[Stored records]
_ _ _ _ _

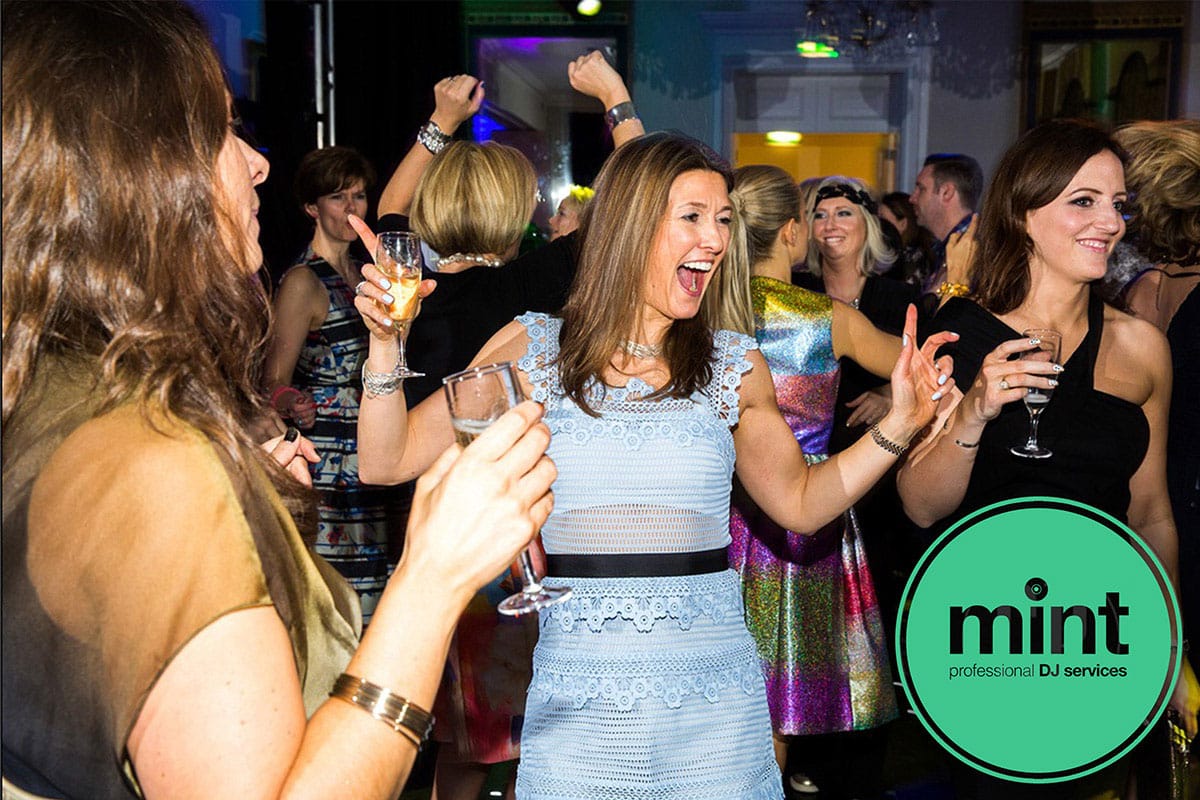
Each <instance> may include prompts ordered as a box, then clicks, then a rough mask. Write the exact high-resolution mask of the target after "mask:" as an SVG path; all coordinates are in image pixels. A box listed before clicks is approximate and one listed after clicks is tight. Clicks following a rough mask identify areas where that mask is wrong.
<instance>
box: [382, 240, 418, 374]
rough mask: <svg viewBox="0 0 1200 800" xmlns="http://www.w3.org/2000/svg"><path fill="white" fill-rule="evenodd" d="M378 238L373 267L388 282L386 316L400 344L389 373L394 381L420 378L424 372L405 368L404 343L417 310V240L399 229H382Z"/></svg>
mask: <svg viewBox="0 0 1200 800" xmlns="http://www.w3.org/2000/svg"><path fill="white" fill-rule="evenodd" d="M378 239H379V243H378V246H377V247H376V267H377V269H378V270H379V271H380V272H383V273H384V275H385V276H386V277H388V279H389V281H391V288H390V289H388V293H389V294H390V295H391V296H392V301H391V303H389V305H388V315H389V317H391V320H392V323H394V324H395V329H396V338H397V341H398V342H400V359H398V360H397V361H396V368H395V369H394V371H392V374H394V375H395V377H397V378H420V377H421V375H424V374H425V373H424V372H414V371H412V369H409V368H408V359H407V356H406V354H404V342H406V341H407V339H408V329H409V327H412V325H413V320H414V319H415V318H416V312H419V311H420V309H421V295H420V291H419V289H420V287H421V240H420V239H419V237H418V236H416V234H412V233H407V231H400V230H386V231H384V233H382V234H379V237H378Z"/></svg>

_ _ _ _ _

Rewrite all of the material above, replacing every occurrence of "rough mask" with "coarse mask" and leaving everything else unchanged. Omit the images from your answer.

Each <instance> may include prompts ordered as a box, then clicks, then a coarse mask. Write the exact high-resolution mask of the target after "mask:" as an SVG path; all coordinates are in image pixels. A box listed before clicks is approximate and one listed after clicks is tight. Clicks following a coarse mask identify areas where that mask is wrong.
<instance>
box: [382, 240, 418, 374]
coarse mask: <svg viewBox="0 0 1200 800" xmlns="http://www.w3.org/2000/svg"><path fill="white" fill-rule="evenodd" d="M378 238L373 267L388 282L386 316L400 344L389 373L394 381L420 378L424 372L405 368L404 343L417 310V240L399 229H382Z"/></svg>
mask: <svg viewBox="0 0 1200 800" xmlns="http://www.w3.org/2000/svg"><path fill="white" fill-rule="evenodd" d="M378 239H379V243H378V246H377V247H376V267H377V269H378V270H379V271H380V272H383V273H384V275H385V276H386V277H388V279H389V281H391V288H390V289H388V293H389V294H390V295H391V296H392V301H391V303H389V305H388V315H389V317H391V320H392V323H394V324H395V329H396V338H397V341H398V342H400V359H398V360H397V361H396V368H395V369H394V371H392V374H394V375H395V377H397V378H420V377H421V375H424V374H425V373H424V372H414V371H412V369H409V368H408V359H407V356H406V354H404V342H406V341H407V339H408V329H409V327H412V325H413V320H414V319H415V318H416V312H419V311H420V309H421V295H420V291H419V289H420V287H421V240H420V239H419V237H418V236H416V234H412V233H407V231H400V230H386V231H384V233H382V234H379V237H378Z"/></svg>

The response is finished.